**Work instruction**
Please say whether each statement agrees with the workflows and steps page below, answering yes or no and quoting the deciding words from it. (a) Custom code evals are run with the qt run command. (b) The qt CLI gives a workflow run its new run_id before the command runs. (c) The Python API, not your code, controls dataset loading and scoring logic.

[Selected passage — start]

Evaluate

Workflows and Steps

Quantiles uses workflows and steps to make benchmark runs durable, inspectable, and repeatable.

Workflows

A workflow defines the entrypoint for a benchmark or custom eval. It typically loads a dataset, runs the model or agent under test, scores outputs, emits metrics, and returns a final summary. Built-in benchmarks are natively built into the qt CLI around the workflow concept. Custom code evals are Python programs whose entrypoint is configured in quantiles.toml and executed with qt run:


[benchmarks.support-triage]
type = "custom_code"
command = ["uv", "run", "eval.py"]


qt run support-triage

After this command runs, the qt CLI will assign the workflow run a new run_id to track step execution and manage caching.

Quantiles requires custom code evals to be written against a simple and small Python API to control workflow execution and metrics emission, while allowing your code to control dataset loading, model calls, scoring logic, and metric calculation.

[Selected passage — finish]
[Dataset extract — start]

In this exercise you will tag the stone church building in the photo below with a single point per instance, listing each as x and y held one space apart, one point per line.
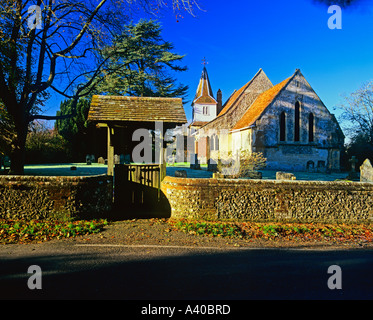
287 122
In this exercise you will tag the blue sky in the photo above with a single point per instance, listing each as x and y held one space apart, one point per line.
238 37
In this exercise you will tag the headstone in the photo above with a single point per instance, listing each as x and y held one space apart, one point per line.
285 176
88 159
353 175
321 167
180 174
6 162
194 164
366 171
121 159
127 159
212 165
310 166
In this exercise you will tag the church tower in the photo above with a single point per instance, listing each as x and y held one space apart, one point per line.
205 107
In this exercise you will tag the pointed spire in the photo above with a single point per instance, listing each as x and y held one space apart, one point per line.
204 92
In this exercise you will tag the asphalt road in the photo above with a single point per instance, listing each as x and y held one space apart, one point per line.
175 273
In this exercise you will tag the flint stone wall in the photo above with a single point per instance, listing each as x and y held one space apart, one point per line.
55 198
269 200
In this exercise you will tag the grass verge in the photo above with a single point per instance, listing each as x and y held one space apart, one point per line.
278 231
16 231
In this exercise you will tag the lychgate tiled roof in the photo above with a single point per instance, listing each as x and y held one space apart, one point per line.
137 109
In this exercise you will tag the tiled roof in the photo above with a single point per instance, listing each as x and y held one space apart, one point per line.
198 123
137 109
233 98
204 92
259 105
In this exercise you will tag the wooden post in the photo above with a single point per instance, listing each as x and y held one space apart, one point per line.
110 152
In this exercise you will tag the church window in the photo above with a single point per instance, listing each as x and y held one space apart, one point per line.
311 121
297 122
283 126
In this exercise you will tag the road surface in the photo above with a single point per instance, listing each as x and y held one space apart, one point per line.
73 271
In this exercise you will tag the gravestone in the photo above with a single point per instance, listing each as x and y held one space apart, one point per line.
285 176
194 164
212 165
6 163
127 159
89 159
180 174
311 166
121 159
366 171
353 175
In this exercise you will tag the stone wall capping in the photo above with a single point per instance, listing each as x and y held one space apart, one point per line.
268 200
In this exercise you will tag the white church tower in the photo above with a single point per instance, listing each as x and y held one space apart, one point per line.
205 106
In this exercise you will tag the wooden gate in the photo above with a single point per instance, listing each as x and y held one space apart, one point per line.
137 187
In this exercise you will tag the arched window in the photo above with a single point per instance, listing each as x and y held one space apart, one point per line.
311 122
282 126
214 143
297 122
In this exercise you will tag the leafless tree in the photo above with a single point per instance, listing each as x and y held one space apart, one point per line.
357 112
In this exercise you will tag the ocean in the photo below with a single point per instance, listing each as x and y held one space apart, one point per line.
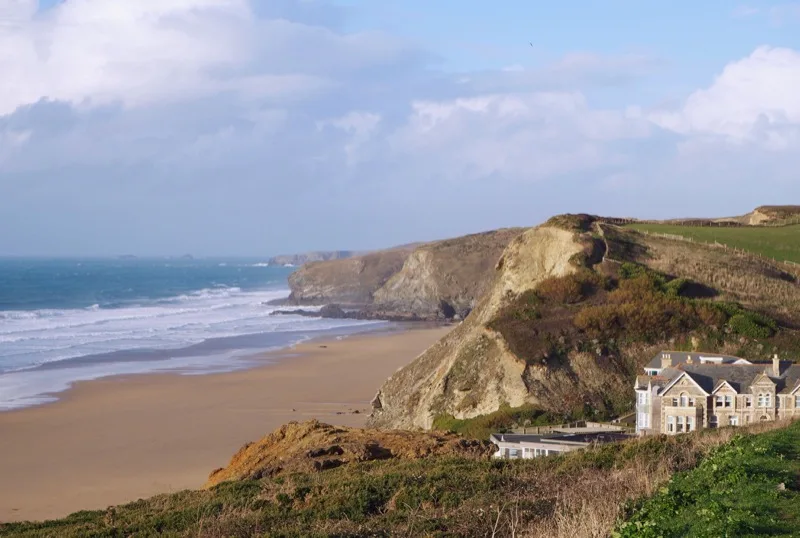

[Dataset extract — finish]

**Solution**
(a) Yes: "Custom code evals are Python programs whose entrypoint is configured in quantiles.toml and executed with qt run"
(b) No: "After this command runs, the qt CLI will assign the workflow run a new run_id"
(c) No: "while allowing your code to control dataset loading, model calls, scoring logic, and metric calculation"